Written request =>
Print, word for word, the lines of the material below from the line with "Target: rust-colored breast feathers" through the last line of the material, and nothing else.

Extracted records =>
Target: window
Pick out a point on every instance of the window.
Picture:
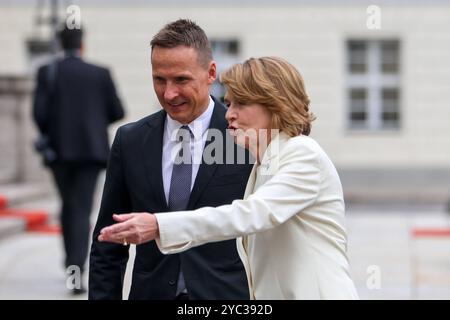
(226, 54)
(373, 84)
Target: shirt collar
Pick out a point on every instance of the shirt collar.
(198, 127)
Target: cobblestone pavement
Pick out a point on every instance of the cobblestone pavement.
(387, 261)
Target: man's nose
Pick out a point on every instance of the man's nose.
(230, 114)
(171, 92)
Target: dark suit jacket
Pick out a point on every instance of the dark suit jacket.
(74, 103)
(134, 184)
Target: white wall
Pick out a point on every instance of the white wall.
(312, 38)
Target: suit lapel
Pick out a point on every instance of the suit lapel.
(206, 171)
(152, 154)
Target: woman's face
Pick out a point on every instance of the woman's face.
(249, 124)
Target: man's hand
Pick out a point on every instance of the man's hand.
(132, 228)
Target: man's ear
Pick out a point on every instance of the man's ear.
(212, 72)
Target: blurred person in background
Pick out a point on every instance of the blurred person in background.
(293, 240)
(74, 103)
(143, 175)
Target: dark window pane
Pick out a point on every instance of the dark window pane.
(390, 111)
(390, 56)
(357, 56)
(358, 107)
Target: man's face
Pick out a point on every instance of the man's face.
(181, 83)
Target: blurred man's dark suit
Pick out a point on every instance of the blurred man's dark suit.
(73, 105)
(134, 184)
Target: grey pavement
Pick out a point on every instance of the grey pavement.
(386, 261)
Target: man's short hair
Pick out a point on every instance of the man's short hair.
(70, 38)
(184, 32)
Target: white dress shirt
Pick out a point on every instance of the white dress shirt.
(171, 147)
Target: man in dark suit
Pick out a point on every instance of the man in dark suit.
(143, 176)
(74, 103)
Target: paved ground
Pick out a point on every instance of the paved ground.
(386, 261)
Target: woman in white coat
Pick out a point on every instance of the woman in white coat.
(290, 225)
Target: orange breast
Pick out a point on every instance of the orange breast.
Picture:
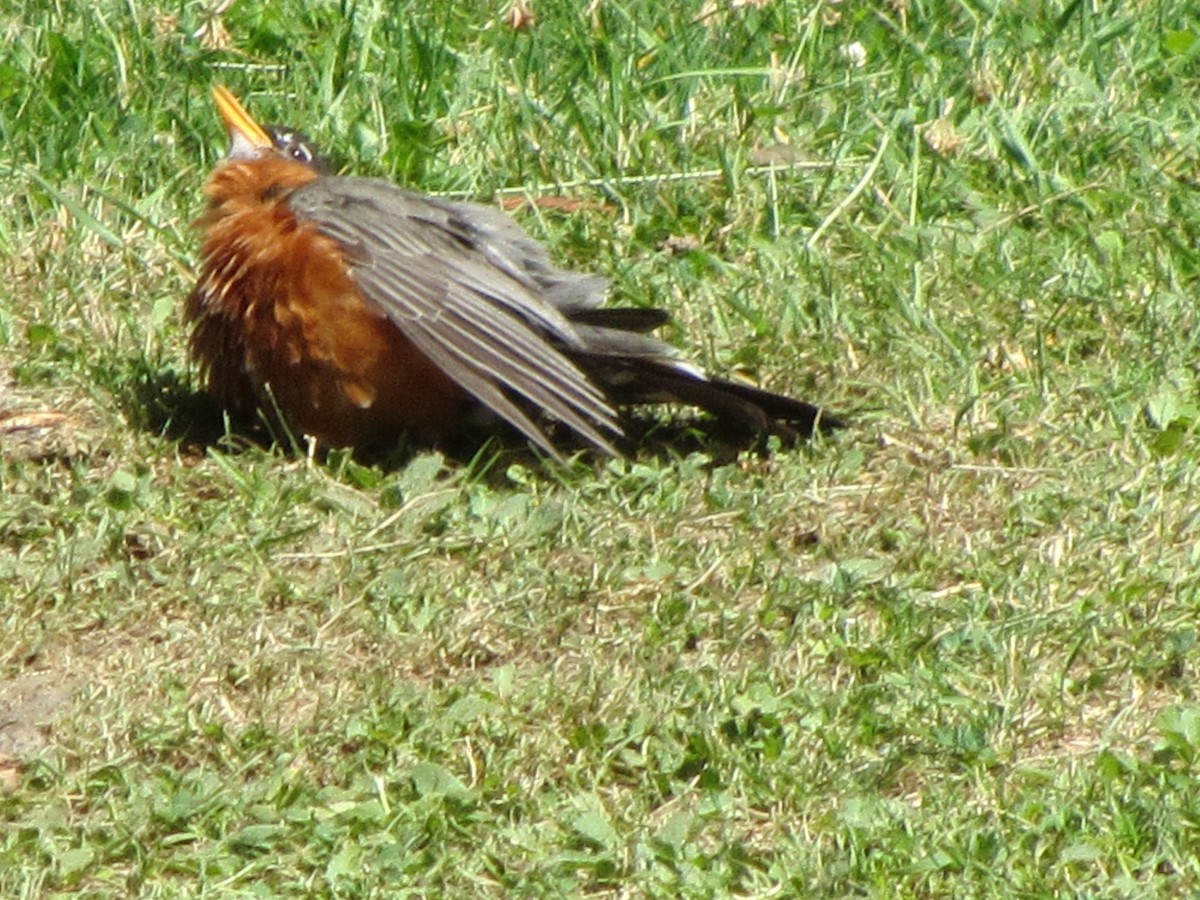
(280, 323)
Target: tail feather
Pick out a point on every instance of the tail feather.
(633, 369)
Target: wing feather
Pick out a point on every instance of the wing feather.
(472, 292)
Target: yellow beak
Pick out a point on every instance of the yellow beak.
(246, 137)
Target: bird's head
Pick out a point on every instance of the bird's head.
(251, 141)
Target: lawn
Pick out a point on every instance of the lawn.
(947, 652)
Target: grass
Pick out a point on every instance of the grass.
(947, 653)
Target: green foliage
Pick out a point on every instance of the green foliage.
(948, 653)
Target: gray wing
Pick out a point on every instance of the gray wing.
(474, 293)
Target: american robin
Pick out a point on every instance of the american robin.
(359, 312)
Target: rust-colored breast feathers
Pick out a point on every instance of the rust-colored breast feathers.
(280, 323)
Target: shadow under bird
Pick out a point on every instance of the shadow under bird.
(360, 312)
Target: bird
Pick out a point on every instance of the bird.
(361, 313)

Answer for the task =>
Target: rust-colored breast feathers
Pick out a point on every instance of the rust-colored breast feathers.
(280, 323)
Target: shadow under bird
Pick out a point on every instance of the shadow under bird.
(360, 312)
Target: bird
Pick out a point on every instance of the bird.
(361, 313)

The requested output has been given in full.